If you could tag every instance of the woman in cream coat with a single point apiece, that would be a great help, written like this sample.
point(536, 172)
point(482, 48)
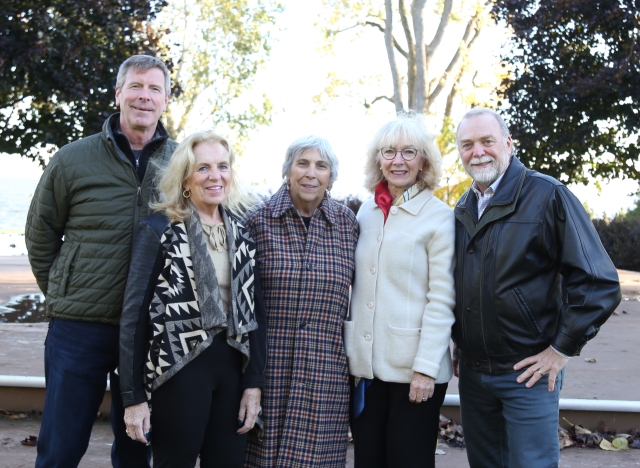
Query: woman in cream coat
point(397, 336)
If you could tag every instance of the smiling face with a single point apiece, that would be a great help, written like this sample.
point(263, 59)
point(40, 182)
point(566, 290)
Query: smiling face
point(210, 180)
point(401, 174)
point(308, 178)
point(484, 151)
point(142, 100)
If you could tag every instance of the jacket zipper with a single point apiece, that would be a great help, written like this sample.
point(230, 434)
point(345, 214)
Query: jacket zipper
point(484, 341)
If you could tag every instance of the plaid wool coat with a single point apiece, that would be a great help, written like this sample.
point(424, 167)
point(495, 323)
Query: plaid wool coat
point(305, 277)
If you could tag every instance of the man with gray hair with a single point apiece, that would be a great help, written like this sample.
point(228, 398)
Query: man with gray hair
point(79, 234)
point(533, 285)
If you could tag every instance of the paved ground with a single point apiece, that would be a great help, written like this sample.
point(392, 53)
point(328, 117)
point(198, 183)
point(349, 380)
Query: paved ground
point(13, 454)
point(614, 376)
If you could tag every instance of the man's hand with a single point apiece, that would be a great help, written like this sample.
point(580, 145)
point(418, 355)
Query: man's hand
point(249, 409)
point(137, 419)
point(546, 362)
point(421, 388)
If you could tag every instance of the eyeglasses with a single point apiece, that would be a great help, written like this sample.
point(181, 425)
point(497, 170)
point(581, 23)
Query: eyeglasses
point(407, 154)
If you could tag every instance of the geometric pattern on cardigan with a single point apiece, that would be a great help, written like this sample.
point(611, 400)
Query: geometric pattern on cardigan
point(175, 312)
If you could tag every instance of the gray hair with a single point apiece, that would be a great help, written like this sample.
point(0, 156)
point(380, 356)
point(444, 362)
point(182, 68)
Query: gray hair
point(303, 144)
point(412, 126)
point(143, 63)
point(476, 111)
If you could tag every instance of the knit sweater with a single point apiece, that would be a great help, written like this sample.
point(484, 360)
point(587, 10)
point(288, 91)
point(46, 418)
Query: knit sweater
point(403, 296)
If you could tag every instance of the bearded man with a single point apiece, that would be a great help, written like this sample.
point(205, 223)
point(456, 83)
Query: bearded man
point(533, 285)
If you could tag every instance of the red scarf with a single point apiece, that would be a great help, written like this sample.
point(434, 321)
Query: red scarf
point(383, 198)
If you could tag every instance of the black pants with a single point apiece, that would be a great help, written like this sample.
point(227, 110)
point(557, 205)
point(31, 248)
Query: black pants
point(195, 412)
point(393, 432)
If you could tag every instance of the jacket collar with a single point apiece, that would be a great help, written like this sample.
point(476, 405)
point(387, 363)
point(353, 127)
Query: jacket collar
point(502, 204)
point(111, 132)
point(281, 202)
point(414, 205)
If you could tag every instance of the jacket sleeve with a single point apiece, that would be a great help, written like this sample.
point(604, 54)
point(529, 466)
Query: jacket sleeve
point(145, 267)
point(590, 280)
point(254, 373)
point(46, 222)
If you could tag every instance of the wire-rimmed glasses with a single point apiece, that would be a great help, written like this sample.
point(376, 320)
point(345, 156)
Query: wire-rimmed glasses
point(407, 153)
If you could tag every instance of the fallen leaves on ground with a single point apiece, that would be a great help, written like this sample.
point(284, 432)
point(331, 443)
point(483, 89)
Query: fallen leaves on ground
point(451, 433)
point(605, 438)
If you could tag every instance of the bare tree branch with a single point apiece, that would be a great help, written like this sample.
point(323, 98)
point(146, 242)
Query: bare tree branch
point(388, 41)
point(444, 21)
point(470, 35)
point(378, 98)
point(382, 29)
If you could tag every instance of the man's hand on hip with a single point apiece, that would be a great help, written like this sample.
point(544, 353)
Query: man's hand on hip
point(546, 362)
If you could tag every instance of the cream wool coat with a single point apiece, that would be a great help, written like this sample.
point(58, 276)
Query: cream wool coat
point(403, 296)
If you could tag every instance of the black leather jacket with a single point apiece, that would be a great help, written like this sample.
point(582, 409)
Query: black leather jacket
point(530, 274)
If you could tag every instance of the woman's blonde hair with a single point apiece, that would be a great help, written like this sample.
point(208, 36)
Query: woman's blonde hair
point(411, 126)
point(181, 166)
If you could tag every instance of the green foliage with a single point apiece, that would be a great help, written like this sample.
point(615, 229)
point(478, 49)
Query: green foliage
point(454, 180)
point(571, 100)
point(58, 64)
point(219, 46)
point(621, 239)
point(420, 80)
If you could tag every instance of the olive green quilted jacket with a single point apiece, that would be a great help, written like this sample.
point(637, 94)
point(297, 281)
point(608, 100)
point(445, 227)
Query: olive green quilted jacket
point(81, 223)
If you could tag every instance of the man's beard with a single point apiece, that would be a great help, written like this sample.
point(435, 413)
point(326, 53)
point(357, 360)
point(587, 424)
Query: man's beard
point(486, 175)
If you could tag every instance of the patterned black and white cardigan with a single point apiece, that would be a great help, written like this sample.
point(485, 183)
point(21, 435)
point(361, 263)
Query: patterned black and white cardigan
point(173, 307)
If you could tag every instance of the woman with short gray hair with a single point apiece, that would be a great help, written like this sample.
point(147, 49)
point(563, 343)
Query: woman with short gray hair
point(305, 255)
point(401, 312)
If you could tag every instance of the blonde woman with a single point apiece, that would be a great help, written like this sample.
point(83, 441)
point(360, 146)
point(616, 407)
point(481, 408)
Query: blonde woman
point(193, 337)
point(401, 311)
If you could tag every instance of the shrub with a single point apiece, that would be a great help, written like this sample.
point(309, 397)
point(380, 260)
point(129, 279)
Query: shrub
point(621, 239)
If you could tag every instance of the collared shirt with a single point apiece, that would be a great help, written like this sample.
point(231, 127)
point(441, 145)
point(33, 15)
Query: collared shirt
point(484, 199)
point(483, 202)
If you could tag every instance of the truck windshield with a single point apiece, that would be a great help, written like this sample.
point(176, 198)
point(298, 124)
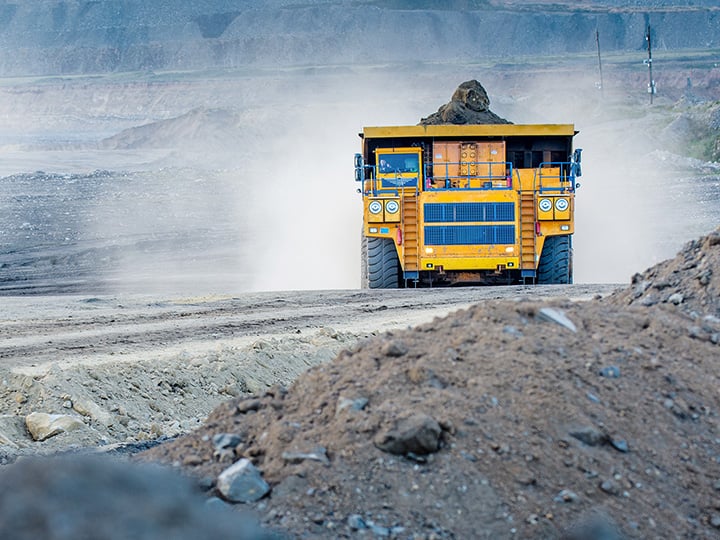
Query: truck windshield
point(398, 163)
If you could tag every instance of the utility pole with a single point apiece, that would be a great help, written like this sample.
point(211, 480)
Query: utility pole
point(597, 40)
point(651, 84)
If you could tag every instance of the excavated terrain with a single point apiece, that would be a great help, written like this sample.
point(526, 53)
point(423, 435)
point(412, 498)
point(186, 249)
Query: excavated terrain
point(515, 419)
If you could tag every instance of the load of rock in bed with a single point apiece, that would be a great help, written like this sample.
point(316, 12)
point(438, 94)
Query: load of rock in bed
point(469, 104)
point(506, 420)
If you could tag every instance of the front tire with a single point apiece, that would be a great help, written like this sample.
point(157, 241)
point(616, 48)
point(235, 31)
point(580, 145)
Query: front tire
point(380, 264)
point(555, 265)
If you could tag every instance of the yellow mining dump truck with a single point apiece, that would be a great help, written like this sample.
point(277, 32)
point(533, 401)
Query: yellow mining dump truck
point(454, 204)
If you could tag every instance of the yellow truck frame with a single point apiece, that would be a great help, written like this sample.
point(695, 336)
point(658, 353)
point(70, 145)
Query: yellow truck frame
point(454, 204)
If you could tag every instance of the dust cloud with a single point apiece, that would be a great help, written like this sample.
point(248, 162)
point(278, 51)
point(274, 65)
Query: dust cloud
point(244, 182)
point(629, 214)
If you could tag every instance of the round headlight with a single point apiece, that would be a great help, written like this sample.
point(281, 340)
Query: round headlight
point(545, 205)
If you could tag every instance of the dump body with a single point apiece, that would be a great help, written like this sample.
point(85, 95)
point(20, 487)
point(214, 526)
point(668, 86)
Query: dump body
point(467, 203)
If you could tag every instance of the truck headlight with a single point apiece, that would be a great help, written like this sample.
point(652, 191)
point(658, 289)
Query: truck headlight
point(392, 207)
point(545, 205)
point(375, 207)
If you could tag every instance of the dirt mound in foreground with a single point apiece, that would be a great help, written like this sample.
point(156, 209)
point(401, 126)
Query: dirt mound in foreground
point(691, 280)
point(506, 420)
point(469, 104)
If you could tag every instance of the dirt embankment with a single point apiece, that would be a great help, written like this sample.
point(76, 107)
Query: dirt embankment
point(518, 419)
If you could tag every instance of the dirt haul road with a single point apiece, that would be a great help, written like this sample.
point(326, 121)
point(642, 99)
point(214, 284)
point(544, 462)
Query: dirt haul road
point(137, 368)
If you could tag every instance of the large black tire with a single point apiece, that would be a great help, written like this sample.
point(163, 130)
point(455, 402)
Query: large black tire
point(380, 264)
point(555, 265)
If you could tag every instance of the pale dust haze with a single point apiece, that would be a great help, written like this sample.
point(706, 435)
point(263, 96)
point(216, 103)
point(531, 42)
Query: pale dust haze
point(246, 182)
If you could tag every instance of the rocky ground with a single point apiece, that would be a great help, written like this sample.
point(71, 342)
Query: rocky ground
point(518, 419)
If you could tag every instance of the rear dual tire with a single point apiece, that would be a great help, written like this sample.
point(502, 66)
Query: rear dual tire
point(380, 264)
point(555, 265)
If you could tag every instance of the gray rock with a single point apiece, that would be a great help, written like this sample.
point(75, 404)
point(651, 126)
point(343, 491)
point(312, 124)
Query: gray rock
point(356, 522)
point(344, 403)
point(248, 405)
point(609, 487)
point(89, 408)
point(566, 496)
point(556, 316)
point(593, 527)
point(611, 372)
point(590, 436)
point(649, 300)
point(319, 453)
point(620, 445)
point(92, 497)
point(417, 433)
point(42, 426)
point(242, 482)
point(226, 441)
point(512, 331)
point(395, 348)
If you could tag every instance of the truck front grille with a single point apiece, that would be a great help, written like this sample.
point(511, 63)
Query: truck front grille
point(469, 235)
point(465, 212)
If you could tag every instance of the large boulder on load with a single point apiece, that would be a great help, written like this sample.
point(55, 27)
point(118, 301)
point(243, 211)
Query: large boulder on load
point(469, 104)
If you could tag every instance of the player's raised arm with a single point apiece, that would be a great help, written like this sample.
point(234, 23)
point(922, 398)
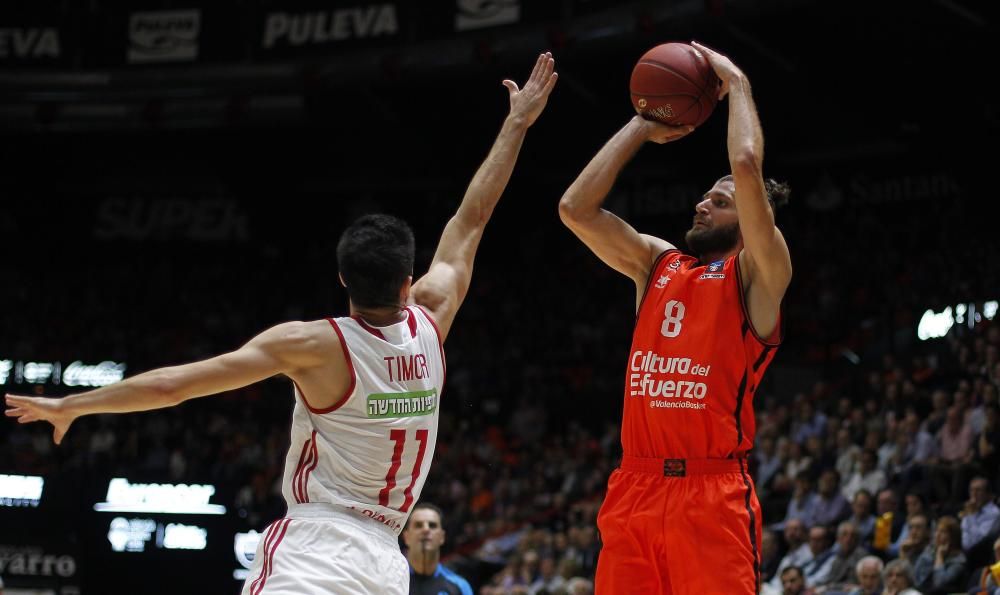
──────────────────────────────
* Your instructions
Above are records; repeat only the lines starting at the line with "Query: dirt embankment" and ending at the line with "point(312, 124)", exactly as they appear, both included.

* Answer for this exercise
Query: dirt embankment
point(518, 419)
If you could tag every instance of the dirt haul road with a single point apiece, that would be a great help, written like this sample.
point(326, 121)
point(642, 99)
point(214, 284)
point(544, 462)
Query: dirt haul road
point(137, 368)
If you could tag every instance of the large black tire with a single point apiece, that would be a great help, written like this sample.
point(163, 130)
point(455, 402)
Query: large black tire
point(380, 264)
point(555, 265)
If you could tag every instance of the pale dust haze with a single point apiece, that would be a great help, written like this sample.
point(706, 435)
point(263, 96)
point(216, 103)
point(531, 42)
Query: pale dust haze
point(246, 182)
If you could tag every instance of the rocky ground with a single point apiece, that would be a great help, written like this sample.
point(71, 342)
Query: rocky ground
point(518, 419)
If you could tag every instance of the rear dual tire with a single point apiece, that would be a great help, written like this sample.
point(502, 66)
Query: rear dual tire
point(380, 264)
point(555, 265)
If you could tag every instance of the gray rock with a single point apiece, that would be a great help, written like this sample.
point(75, 404)
point(651, 126)
point(343, 491)
point(312, 124)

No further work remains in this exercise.